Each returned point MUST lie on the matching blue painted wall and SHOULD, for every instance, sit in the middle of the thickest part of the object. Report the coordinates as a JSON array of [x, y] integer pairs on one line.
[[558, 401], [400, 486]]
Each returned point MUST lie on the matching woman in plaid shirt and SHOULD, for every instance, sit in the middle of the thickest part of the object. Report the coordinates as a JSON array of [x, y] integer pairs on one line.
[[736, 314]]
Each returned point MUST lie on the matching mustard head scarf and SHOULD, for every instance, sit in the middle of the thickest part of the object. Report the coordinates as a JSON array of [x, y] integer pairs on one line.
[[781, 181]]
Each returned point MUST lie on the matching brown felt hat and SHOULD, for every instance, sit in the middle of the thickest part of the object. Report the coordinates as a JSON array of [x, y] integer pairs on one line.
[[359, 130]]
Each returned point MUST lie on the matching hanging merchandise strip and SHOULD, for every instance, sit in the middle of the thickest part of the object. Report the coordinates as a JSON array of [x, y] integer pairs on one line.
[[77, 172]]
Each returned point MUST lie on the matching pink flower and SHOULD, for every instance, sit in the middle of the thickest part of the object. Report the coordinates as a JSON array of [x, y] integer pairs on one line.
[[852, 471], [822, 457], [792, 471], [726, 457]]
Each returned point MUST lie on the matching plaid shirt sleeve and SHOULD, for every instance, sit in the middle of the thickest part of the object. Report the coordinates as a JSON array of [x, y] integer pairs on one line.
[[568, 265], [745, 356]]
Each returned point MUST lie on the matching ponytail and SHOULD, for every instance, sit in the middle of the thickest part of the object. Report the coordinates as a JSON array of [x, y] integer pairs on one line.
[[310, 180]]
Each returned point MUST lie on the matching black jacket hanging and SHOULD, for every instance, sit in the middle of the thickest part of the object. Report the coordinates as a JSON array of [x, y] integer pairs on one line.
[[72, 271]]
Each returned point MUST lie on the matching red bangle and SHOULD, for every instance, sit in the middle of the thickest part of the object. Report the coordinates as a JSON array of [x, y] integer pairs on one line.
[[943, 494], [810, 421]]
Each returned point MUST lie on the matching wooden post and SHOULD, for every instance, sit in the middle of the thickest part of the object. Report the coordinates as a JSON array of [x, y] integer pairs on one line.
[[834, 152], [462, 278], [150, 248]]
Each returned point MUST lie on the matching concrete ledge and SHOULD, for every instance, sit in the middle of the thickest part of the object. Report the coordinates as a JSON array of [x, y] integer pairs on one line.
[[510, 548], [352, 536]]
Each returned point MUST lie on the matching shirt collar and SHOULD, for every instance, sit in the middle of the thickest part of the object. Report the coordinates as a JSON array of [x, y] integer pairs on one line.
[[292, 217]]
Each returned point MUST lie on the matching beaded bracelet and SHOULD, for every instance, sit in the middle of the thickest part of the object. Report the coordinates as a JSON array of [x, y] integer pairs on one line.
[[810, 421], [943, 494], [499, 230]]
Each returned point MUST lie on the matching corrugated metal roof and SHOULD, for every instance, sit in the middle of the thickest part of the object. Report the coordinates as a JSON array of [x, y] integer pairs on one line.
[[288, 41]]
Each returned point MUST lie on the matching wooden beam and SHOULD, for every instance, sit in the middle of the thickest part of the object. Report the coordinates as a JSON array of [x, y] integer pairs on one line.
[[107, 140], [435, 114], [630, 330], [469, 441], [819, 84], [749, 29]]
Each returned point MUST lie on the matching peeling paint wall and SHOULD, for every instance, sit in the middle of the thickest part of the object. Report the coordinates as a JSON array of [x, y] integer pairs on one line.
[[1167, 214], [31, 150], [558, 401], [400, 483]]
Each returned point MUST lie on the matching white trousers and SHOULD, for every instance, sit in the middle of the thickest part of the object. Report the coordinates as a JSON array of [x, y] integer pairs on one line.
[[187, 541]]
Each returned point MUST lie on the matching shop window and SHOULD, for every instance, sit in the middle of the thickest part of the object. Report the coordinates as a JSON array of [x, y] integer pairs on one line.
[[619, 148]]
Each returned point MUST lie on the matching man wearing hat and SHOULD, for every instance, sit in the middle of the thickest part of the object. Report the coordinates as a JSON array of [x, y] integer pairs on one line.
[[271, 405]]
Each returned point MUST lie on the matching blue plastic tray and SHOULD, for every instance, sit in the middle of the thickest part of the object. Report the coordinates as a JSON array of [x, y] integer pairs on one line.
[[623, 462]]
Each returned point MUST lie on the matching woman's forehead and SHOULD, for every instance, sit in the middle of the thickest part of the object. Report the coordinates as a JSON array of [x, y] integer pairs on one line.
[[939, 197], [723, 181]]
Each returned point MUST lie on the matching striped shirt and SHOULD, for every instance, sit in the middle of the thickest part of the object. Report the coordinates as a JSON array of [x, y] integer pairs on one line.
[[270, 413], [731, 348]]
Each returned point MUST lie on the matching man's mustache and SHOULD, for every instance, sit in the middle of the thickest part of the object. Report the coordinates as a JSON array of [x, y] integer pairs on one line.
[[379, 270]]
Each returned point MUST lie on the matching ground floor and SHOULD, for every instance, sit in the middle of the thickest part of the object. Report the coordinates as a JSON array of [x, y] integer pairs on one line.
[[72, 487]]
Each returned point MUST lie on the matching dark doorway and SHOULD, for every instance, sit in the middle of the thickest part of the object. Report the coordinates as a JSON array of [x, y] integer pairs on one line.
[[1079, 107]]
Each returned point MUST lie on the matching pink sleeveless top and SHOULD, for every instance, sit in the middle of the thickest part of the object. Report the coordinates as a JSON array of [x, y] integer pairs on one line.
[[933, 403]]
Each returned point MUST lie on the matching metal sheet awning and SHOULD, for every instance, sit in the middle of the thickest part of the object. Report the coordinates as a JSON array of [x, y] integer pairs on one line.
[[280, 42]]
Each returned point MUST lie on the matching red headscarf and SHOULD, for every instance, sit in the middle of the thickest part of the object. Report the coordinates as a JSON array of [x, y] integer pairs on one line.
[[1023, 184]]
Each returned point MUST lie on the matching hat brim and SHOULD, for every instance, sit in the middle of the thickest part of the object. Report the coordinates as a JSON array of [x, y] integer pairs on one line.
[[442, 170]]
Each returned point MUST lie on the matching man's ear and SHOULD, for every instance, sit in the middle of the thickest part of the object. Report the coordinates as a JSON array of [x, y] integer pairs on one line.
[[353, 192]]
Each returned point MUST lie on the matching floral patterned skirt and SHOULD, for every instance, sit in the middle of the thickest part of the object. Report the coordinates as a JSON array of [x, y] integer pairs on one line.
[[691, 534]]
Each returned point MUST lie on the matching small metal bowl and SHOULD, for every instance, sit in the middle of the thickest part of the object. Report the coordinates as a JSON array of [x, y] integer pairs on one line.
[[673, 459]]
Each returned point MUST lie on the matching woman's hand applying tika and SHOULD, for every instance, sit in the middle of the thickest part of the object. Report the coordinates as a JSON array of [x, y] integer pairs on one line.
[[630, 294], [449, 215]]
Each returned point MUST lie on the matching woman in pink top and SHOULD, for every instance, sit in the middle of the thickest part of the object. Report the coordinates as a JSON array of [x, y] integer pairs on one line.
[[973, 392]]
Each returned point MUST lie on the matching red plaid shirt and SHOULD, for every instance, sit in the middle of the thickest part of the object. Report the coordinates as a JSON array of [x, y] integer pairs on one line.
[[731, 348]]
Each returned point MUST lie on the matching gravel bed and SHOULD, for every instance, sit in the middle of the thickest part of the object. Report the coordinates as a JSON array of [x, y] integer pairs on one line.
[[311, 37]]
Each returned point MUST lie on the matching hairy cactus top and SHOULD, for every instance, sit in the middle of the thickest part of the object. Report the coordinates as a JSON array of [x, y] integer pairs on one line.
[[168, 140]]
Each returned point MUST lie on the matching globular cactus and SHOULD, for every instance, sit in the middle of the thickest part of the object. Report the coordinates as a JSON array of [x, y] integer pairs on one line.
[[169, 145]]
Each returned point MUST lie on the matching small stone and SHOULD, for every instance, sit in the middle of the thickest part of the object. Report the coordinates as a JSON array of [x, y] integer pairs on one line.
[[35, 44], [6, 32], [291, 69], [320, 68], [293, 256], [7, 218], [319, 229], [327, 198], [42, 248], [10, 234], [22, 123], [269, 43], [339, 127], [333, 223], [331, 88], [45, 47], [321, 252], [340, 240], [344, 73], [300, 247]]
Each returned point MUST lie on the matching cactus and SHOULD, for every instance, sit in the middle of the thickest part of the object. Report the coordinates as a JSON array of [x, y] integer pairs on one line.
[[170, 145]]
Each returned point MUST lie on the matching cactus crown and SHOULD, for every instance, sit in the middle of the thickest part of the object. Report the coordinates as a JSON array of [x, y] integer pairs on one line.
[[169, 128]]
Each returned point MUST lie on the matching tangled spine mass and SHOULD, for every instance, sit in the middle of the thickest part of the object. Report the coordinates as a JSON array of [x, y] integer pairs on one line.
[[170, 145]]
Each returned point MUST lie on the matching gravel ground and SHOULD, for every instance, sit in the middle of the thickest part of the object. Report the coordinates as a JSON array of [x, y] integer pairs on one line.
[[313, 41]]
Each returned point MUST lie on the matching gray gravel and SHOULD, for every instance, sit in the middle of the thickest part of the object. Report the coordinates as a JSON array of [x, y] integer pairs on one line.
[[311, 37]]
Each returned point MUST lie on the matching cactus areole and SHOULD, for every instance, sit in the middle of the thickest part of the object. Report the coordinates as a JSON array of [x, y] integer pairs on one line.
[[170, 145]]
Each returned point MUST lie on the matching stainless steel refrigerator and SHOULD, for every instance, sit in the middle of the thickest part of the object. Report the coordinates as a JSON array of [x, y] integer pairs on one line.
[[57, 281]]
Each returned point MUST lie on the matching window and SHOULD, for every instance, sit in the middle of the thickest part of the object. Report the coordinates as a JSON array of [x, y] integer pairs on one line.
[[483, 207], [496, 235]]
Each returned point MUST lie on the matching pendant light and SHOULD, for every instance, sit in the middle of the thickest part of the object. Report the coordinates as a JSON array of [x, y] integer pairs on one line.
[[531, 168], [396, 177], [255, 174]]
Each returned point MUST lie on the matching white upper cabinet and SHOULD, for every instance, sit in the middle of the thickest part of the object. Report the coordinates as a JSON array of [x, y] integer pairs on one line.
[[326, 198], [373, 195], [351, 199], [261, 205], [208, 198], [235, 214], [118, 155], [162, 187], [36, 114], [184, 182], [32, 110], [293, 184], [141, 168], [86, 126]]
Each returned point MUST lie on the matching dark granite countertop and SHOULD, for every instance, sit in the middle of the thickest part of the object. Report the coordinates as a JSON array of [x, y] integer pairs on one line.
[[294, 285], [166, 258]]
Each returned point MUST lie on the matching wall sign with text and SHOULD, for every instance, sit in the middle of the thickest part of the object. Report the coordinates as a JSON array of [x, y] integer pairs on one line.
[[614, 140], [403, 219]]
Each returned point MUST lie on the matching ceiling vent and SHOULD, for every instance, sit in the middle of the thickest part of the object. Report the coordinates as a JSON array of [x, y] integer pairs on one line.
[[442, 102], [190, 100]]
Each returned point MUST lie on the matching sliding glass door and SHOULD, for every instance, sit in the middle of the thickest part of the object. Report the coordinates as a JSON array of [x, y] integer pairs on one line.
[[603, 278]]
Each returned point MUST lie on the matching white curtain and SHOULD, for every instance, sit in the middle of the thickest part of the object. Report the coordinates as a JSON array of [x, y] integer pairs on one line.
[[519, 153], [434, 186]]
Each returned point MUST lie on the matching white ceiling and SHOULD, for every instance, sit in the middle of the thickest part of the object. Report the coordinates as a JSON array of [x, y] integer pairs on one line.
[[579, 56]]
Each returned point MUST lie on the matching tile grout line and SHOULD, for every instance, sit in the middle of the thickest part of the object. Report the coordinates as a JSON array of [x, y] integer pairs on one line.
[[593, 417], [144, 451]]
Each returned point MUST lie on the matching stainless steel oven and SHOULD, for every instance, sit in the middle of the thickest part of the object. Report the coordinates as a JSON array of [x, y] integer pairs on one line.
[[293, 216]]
- - - -
■ What is required ■
Take the lines starting at the one that contains "Each returned point MUST lie on the matching striped" and ending at the one that contains "[[270, 413], [731, 348]]", and arrange them as a JSON list of strings, one string per line, with blank lines left out.

■ Solution below ■
[
  "Each returned point MUST lie on the matching striped shirt and SHOULD, for every instance, sit in the middle of the thickest part of the object. Report the coordinates as a JSON array of [x, y] integer pairs on one line.",
  "[[270, 413], [731, 348]]"
]